__SET PROBLEM__: Can you edit the listing starting at the line containing "Where can the brass" and ending at the line containing "<point>690,410</point>", so that "harness" becomes "bridle" and nothing else changes, then give back only those lines?

========

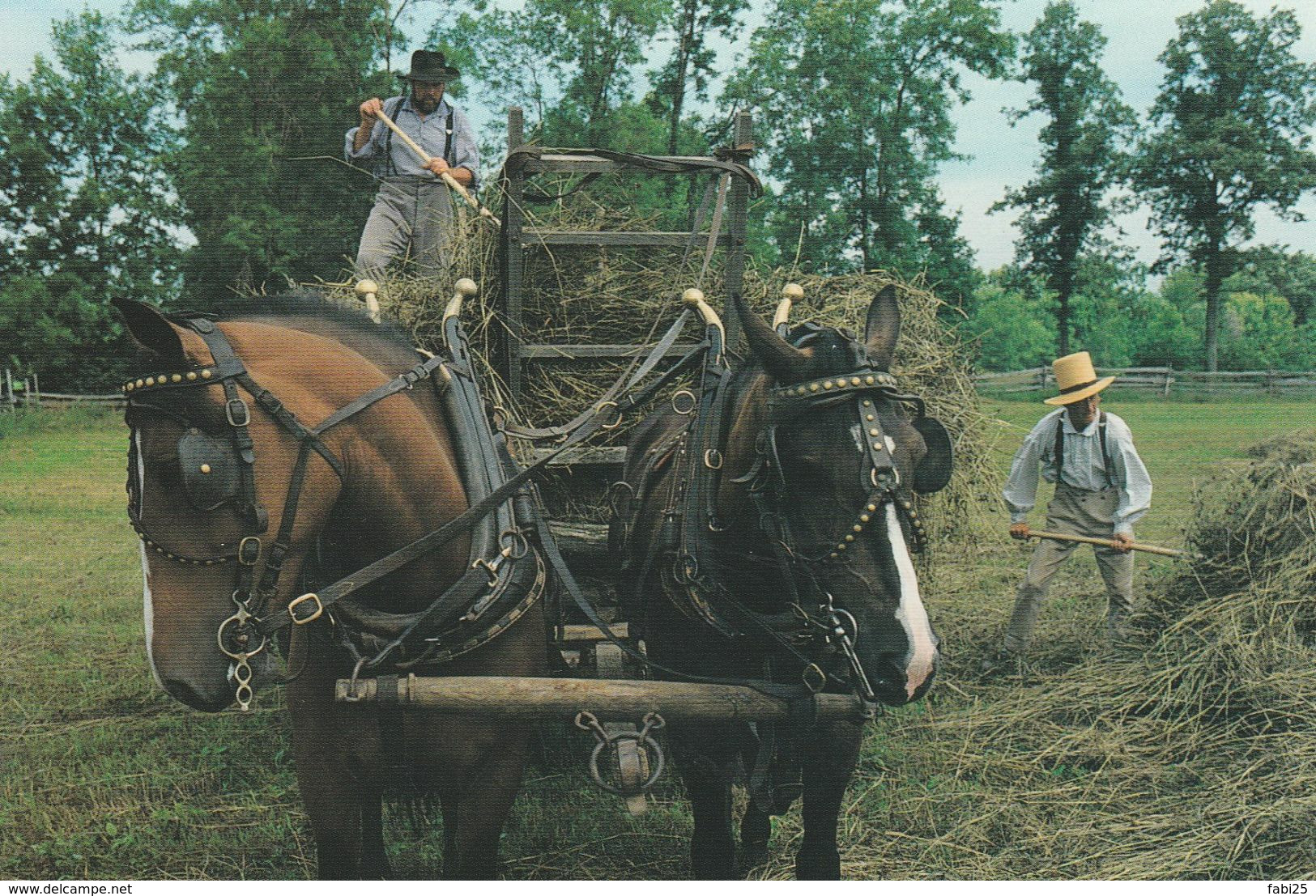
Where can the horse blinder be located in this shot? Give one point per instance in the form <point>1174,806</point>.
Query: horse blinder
<point>211,471</point>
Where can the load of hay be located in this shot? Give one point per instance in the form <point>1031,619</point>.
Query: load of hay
<point>1191,755</point>
<point>589,295</point>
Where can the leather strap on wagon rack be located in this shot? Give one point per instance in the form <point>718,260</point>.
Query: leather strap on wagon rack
<point>800,698</point>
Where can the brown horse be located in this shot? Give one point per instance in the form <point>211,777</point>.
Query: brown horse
<point>779,549</point>
<point>378,481</point>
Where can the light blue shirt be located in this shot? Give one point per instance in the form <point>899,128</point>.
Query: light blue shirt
<point>431,133</point>
<point>1084,467</point>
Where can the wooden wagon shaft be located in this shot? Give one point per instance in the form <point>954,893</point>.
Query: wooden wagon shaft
<point>1109,542</point>
<point>425,159</point>
<point>564,698</point>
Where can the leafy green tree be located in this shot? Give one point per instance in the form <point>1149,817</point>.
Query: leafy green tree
<point>1063,210</point>
<point>1008,328</point>
<point>1231,134</point>
<point>86,210</point>
<point>692,65</point>
<point>854,98</point>
<point>265,91</point>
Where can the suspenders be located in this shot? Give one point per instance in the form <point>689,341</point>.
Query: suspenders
<point>389,138</point>
<point>1059,446</point>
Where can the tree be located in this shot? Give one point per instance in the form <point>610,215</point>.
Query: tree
<point>86,210</point>
<point>856,100</point>
<point>690,70</point>
<point>1063,210</point>
<point>1231,134</point>
<point>265,91</point>
<point>569,61</point>
<point>1288,275</point>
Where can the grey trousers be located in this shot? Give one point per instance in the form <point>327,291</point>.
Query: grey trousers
<point>411,221</point>
<point>1073,512</point>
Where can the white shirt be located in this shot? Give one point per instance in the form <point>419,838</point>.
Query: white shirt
<point>1084,467</point>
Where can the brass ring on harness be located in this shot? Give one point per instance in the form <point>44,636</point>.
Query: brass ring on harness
<point>517,540</point>
<point>242,656</point>
<point>616,423</point>
<point>814,677</point>
<point>690,410</point>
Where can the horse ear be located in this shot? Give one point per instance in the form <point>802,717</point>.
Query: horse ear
<point>783,361</point>
<point>151,328</point>
<point>882,328</point>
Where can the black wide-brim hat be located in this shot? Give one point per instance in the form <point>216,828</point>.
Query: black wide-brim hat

========

__EXPECTED OUTPUT__:
Where can the brass ring on bridle be located in this shot? Give one point per instance in the form <point>44,636</point>.
Query: brass ring on bridle
<point>517,540</point>
<point>242,656</point>
<point>616,423</point>
<point>814,677</point>
<point>690,410</point>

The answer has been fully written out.